#### RECORDS SHOWN

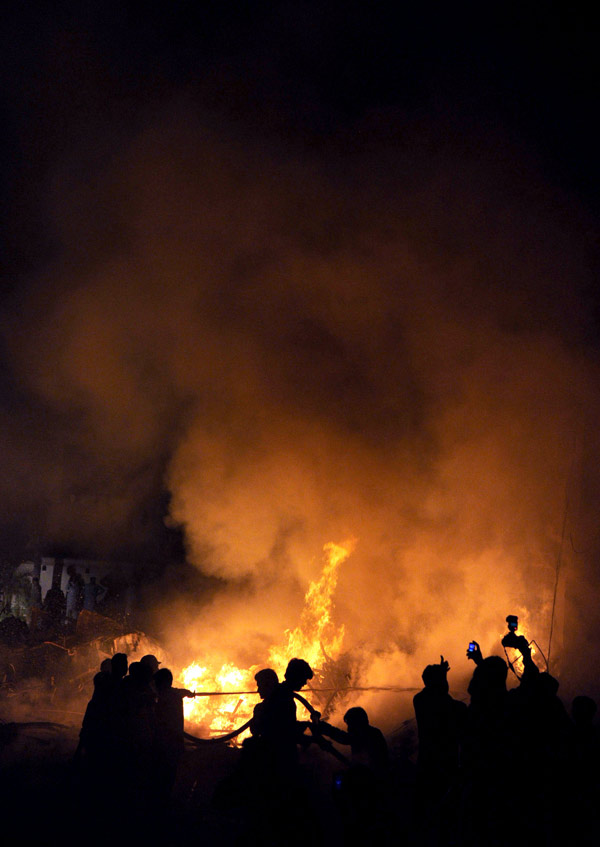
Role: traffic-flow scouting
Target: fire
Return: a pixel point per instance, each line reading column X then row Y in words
column 316, row 639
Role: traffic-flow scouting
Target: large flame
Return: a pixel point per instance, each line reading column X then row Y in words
column 316, row 639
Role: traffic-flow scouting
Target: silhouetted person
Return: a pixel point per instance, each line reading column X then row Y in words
column 498, row 745
column 35, row 596
column 92, row 592
column 139, row 737
column 169, row 731
column 95, row 729
column 266, row 683
column 251, row 779
column 282, row 814
column 106, row 666
column 54, row 605
column 361, row 792
column 441, row 725
column 74, row 595
column 151, row 662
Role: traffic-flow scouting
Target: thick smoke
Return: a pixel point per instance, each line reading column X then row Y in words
column 386, row 345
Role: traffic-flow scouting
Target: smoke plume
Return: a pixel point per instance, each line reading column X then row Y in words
column 381, row 341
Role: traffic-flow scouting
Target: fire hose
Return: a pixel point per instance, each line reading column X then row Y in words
column 324, row 744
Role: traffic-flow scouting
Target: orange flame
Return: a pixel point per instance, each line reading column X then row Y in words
column 315, row 639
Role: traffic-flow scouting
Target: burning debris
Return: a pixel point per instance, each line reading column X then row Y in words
column 317, row 639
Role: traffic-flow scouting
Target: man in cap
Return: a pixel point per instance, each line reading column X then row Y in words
column 151, row 662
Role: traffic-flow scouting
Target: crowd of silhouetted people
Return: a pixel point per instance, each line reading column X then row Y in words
column 509, row 765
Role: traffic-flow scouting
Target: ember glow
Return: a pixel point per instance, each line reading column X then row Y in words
column 316, row 639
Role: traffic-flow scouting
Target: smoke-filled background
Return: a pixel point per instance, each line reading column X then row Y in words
column 278, row 277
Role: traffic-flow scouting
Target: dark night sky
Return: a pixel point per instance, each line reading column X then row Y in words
column 296, row 75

########

> **WORK ITEM**
Only the pictures are to be dropped; the rest of the material above must be duplicated exactly.

> **SOLUTION TO THIS PROBLEM**
Role: traffic-flow scouting
Target: fire
Return: a pixel point per instance, each line reading column X then row Y in words
column 316, row 639
Role: traffic-flow scouting
Target: large flame
Return: a pixel point per instance, each line reading column X then row Y in words
column 316, row 639
Role: traffic-flow scouting
Target: silhouetted person
Return: a pixel point per instance, each line reading column X then row Y in words
column 498, row 745
column 35, row 596
column 92, row 592
column 139, row 737
column 169, row 731
column 95, row 729
column 266, row 683
column 251, row 779
column 282, row 814
column 106, row 666
column 54, row 605
column 361, row 792
column 441, row 725
column 74, row 595
column 151, row 662
Role: traffic-flow scouting
Target: thick smoke
Return: a pixel point per instance, each line reading column X then row Y in words
column 386, row 345
Role: traffic-flow scouting
Target: smoke plume
Return: a pixel point per instance, each line reading column X then row Y in words
column 381, row 341
Role: traffic-flow scouting
Target: fire hose
Return: a pixel point per instance, each line reading column X then row Y in words
column 324, row 744
Role: traffic-flow scouting
Target: orange flame
Return: a pixel point per instance, each line reading column X then row Y in words
column 315, row 639
Role: traffic-flow scouting
Target: burning debris
Return: a pixel point per instance, each line reading column X then row Y in words
column 317, row 639
Role: traffic-flow scouting
Target: man in cap
Return: a pixel point per instance, each line reading column X then row Y in words
column 151, row 662
Role: traffic-flow scouting
Target: crowd of silhouetted people
Return: a pixel point per instance, each line reading column X then row Y in words
column 509, row 765
Role: traffic-flow scouting
Target: ember glow
Return: a pixel point per instance, each line reading column X then row Y in words
column 316, row 639
Role: traffic-flow scouting
Target: smoke-filled background
Return: a pixel point per instance, each line reading column X then row Y in words
column 278, row 277
Role: traffic-flow scouting
Target: dark night sky
Return: a pixel point per instance, each line reading column X then row Y in words
column 296, row 75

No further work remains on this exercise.